# start of RECORDS FOR THIS TASK

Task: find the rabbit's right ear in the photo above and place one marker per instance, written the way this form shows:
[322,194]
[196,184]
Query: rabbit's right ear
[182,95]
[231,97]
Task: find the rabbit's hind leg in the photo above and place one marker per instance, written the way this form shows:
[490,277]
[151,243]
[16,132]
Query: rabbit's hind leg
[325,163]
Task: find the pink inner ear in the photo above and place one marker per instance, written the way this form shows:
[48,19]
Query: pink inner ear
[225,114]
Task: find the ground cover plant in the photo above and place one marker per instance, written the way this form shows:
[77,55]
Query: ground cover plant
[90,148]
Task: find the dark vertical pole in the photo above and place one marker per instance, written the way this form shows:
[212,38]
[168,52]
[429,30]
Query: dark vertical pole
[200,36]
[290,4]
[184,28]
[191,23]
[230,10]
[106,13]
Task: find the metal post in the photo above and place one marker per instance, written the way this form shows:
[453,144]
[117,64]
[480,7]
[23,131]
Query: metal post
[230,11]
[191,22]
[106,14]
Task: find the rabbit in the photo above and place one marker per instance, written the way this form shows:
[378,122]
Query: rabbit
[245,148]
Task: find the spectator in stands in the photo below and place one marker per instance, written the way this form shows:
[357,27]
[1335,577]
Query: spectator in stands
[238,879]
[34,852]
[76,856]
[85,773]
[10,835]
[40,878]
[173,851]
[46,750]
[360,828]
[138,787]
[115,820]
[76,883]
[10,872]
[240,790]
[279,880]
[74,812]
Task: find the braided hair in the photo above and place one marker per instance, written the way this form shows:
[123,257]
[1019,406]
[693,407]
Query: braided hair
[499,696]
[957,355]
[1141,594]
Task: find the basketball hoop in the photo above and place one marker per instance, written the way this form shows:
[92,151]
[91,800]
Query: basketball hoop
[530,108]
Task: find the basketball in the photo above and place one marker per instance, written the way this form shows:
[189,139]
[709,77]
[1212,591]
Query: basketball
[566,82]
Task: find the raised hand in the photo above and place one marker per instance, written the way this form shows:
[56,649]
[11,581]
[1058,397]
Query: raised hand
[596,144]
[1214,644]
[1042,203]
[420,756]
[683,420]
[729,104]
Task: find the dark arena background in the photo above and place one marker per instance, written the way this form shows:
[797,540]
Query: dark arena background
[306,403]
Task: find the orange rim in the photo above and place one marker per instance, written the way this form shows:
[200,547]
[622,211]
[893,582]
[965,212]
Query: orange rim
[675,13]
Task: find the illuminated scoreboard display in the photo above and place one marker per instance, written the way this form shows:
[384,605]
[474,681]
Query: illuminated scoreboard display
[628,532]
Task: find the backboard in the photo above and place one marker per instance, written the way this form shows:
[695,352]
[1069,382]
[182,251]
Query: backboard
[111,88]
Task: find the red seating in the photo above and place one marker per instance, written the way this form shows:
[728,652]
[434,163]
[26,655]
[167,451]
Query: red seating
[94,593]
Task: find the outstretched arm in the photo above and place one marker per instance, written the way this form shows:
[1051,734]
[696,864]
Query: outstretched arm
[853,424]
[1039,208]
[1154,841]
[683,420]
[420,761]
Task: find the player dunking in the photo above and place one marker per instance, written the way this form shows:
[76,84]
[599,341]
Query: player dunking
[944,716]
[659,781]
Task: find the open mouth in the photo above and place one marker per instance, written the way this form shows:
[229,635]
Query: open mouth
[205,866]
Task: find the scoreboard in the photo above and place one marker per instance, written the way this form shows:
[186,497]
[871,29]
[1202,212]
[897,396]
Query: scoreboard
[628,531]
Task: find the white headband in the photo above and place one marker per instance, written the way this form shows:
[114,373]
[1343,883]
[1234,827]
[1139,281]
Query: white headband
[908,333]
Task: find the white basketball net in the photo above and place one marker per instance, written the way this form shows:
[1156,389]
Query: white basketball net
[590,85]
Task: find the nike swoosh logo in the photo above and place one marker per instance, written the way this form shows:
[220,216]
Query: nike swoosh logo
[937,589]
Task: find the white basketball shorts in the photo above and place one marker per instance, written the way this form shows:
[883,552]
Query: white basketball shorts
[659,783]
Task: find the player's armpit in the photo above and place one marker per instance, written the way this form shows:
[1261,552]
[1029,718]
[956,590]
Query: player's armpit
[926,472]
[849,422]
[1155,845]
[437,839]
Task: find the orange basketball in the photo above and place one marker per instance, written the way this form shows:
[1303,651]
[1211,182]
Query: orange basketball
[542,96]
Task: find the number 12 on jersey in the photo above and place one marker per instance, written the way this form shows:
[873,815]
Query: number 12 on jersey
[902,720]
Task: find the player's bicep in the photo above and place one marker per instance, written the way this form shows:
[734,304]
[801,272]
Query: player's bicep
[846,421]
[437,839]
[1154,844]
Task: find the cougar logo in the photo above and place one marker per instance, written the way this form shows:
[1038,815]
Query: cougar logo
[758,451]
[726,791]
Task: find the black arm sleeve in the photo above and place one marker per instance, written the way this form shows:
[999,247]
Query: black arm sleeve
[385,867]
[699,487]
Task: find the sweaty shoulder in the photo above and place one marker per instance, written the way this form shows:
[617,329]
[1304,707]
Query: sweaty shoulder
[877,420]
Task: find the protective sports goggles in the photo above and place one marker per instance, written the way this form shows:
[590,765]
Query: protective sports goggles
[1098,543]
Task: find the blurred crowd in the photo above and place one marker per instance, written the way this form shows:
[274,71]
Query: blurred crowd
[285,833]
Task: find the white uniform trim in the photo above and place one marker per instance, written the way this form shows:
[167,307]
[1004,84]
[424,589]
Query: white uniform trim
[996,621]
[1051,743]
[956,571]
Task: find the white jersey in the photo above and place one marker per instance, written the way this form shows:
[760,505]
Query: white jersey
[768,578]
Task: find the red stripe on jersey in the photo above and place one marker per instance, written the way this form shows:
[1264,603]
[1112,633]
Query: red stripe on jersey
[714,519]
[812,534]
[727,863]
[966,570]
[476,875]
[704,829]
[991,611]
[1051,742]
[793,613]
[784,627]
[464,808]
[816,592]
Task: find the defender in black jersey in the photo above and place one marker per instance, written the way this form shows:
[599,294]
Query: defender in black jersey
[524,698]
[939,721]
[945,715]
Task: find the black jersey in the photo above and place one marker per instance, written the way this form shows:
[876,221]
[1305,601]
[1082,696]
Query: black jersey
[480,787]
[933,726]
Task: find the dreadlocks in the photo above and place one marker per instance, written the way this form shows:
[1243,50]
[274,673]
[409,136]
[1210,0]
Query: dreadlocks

# end of RECORDS FOR THIS TASK

◆ WORK INSTRUCTIONS: Exactly and only the lines from the line containing "Task: find the protective" through the last line of the entries should be copied, both ends included.

◆ WRITTEN ANSWER:
Task: find the protective sports goggles in the photo above and place one marker per instance, written the way this form shows:
[590,765]
Query: protective sports goggles
[1098,543]
Task: find the blurred crowd in the photo above and place one marker per instance, written the way this form shows:
[274,71]
Query: blurred crowd
[285,833]
Task: find the white uniform trim in the photo above and place one marker per instance, written the way this form shows:
[167,307]
[1004,84]
[424,589]
Query: white uniform trim
[996,621]
[1051,743]
[956,571]
Task: find the white jersey in the photo above and place one marker per instance, written the way this form shows:
[760,505]
Query: white jersey
[768,578]
Task: find the red stripe on jersey in the photo above and place one marker per instance, written the way this form shows:
[1264,603]
[1112,633]
Query: red stripe on jersey
[714,519]
[812,534]
[727,863]
[966,570]
[476,875]
[704,829]
[991,611]
[1051,742]
[793,613]
[784,627]
[464,808]
[816,592]
Task: find the defender in black jersey in the photo above and place one marker per instance, written the way this form shows:
[599,294]
Query: defender in black jersey
[524,698]
[939,721]
[945,715]
Task: find the black jersey in the photo above and place one marker per instance, written the way this form shows:
[876,221]
[1305,601]
[1082,696]
Query: black jersey
[480,787]
[933,726]
Task: find the dreadlocks in the photo above and place one marker per instance, written the way this form shows:
[1243,50]
[274,673]
[409,136]
[1210,0]
Query: dreadlocks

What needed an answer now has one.